Your task: Copy out the records word for word, from the line containing "Where can the green" through the end of the records, including both of those lines.

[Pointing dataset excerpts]
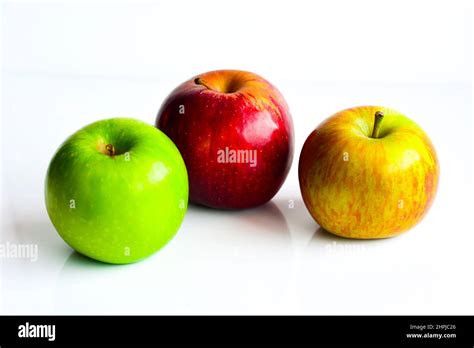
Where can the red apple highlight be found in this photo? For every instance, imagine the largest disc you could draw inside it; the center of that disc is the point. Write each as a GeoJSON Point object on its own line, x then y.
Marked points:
{"type": "Point", "coordinates": [235, 133]}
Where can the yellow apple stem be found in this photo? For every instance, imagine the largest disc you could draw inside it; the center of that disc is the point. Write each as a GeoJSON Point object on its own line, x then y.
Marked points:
{"type": "Point", "coordinates": [377, 123]}
{"type": "Point", "coordinates": [199, 81]}
{"type": "Point", "coordinates": [110, 149]}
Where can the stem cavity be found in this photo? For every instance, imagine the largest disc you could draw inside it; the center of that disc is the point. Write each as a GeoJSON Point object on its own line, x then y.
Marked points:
{"type": "Point", "coordinates": [377, 122]}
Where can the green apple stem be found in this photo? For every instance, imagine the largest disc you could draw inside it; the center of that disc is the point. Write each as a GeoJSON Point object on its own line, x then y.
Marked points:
{"type": "Point", "coordinates": [110, 149]}
{"type": "Point", "coordinates": [199, 81]}
{"type": "Point", "coordinates": [377, 122]}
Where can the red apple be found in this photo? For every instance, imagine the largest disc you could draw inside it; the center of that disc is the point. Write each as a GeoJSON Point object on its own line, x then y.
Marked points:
{"type": "Point", "coordinates": [235, 133]}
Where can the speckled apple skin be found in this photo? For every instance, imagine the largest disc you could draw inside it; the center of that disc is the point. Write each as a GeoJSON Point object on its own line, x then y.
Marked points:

The completed task:
Where can the green apple stem be found in this photo? For every instance, imagine the largest disc you could draw inside it; the center of that disc is the point. Write each as a GeoJSON Point object on its own line, x then y.
Marked points:
{"type": "Point", "coordinates": [110, 149]}
{"type": "Point", "coordinates": [199, 81]}
{"type": "Point", "coordinates": [377, 122]}
Where can the red apple be found in this photo? For every instance, imagine the largest disc you could draw inside it; the center of that disc is the point. Write each as a GeoJSON Point object on its own line, x then y.
Marked points:
{"type": "Point", "coordinates": [235, 133]}
Where can the speckled apple skin be found in this photo? For every instance, imagine the largest disc you could draw inside it; the center of that disc is the point. Write each as a GeoJSON Point object on its own line, x then y.
Marked points:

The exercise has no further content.